CONSIGNES
• a. Réécrivez l'extrait sur le nihilisme institutionnel en copropriété en commençant à « Le projet institutionnel » et en terminant à « organisation et établissement. », avec « article » remplacé par « essai ».
• b. Répondez aux questions suivantes à partir de l'extrait sur le nihilisme institutionnel en copropriété.
(i) En quoi consiste le projet institutionnel ?
(ii) Quelles trois notions André TURMEL différencie-t-il ?
(iii) Selon le dernier paragraphe, que constitue l'institution ?

EXTRAIT
André TURMEL et la triade de l’action collective

L’intérêt du débat sur l’action collective en copropriété réside dans la forte présence du nihilisme institutionnel dans ce secteur.

De nombreux acteurs adorent donner des leçons qu’ils sont les premiers à violer. Toutefois, ils ne voient pas en quoi cela fait d’eux des nihilistes. Dès lors, il est temps de les inciter à regarder leurs actes en face.

Chacun croit en un bien et en un mal. Ce n’est pas une question de morale. Le bien peut n’être que l’accomplissement de son propre plaisir, par exemple. Dès lors, chacun se doit, par cohérence, d’inciter au bien et de punir le mal, non par gentillesse mais pour que la société soit mise sur de bons rails par rapport à ce qui est souhaité. Quand on en est incapable et que l’on laisse récompenser le mal et punir le bien selon ses propres critères, on se moque de la direction que prendra le monde. Tel est le nihilisme.

Le projet institutionnel consiste justement à construire de manière pérenne l’activité collective pour l’orienter vers ce que l’on estime être le bien. A l’inverse, se moquer de la victoire du bien ou du mal revient à être un nihiliste institutionnel.

André TURMEL, dans un article déjà ancien et cité ici (http://bit.ly/1E2qZla), nous aide à y voir plus clair, en différenciant clairement institution, organisation et établissement.

Les discours sur les institutions sont souvent confus et flous. Dans la pratique, beaucoup bavassent concernant la solidarité mais continuent à harceler des individus de manière illégitime en décourageant ainsi toute attitude solidaire.

Pour éviter ce travers, il faut bien comprendre que l’institution constitue un processus, un aménagement des relations autour d’une activité sociale pérenne. L’Enseignement scolaire, la Justice, la Défense Nationale, l’Université, l’Hôpital public, le Service Postal sont des institutions.

DONNÉES BRUTES
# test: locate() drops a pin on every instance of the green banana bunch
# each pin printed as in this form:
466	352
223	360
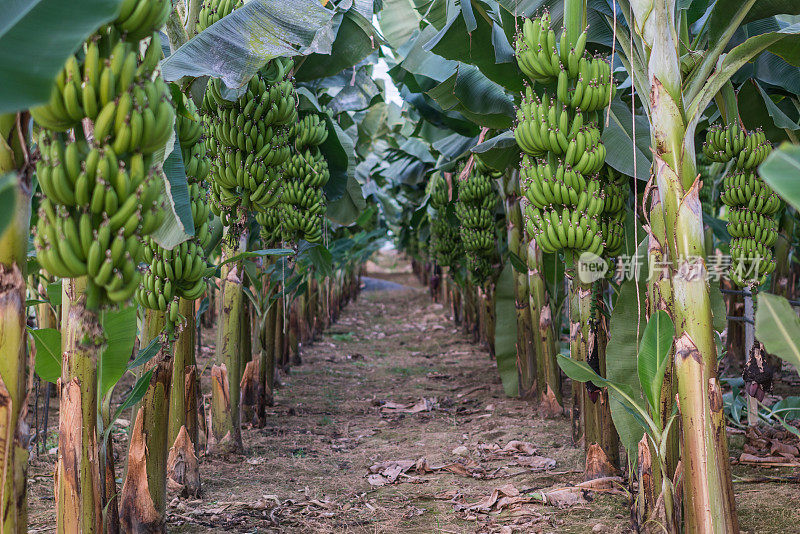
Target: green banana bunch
752	221
582	83
749	149
612	226
483	168
270	223
302	201
567	203
475	212
139	18
438	191
567	229
116	93
179	272
213	10
250	140
101	194
171	274
311	131
445	237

CORRIGÉ
• a.
Le projet institutionnel consiste justement à construire de manière pérenne l’activité collective pour l’orienter vers ce que l’on estime être le bien. A l’inverse, se moquer de la victoire du bien ou du mal revient à être un nihiliste institutionnel.

André TURMEL, dans un essai déjà ancien et cité ici (http://bit.ly/1E2qZla), nous aide à y voir plus clair, en différenciant clairement institution, organisation et établissement.

• b.
(i) Il consiste à construire de manière pérenne l'activité collective pour l'orienter vers ce que l'on estime être le bien.
(ii) L'institution, l'organisation et l'établissement.
(iii) Un processus, un aménagement des relations autour d'une activité sociale pérenne.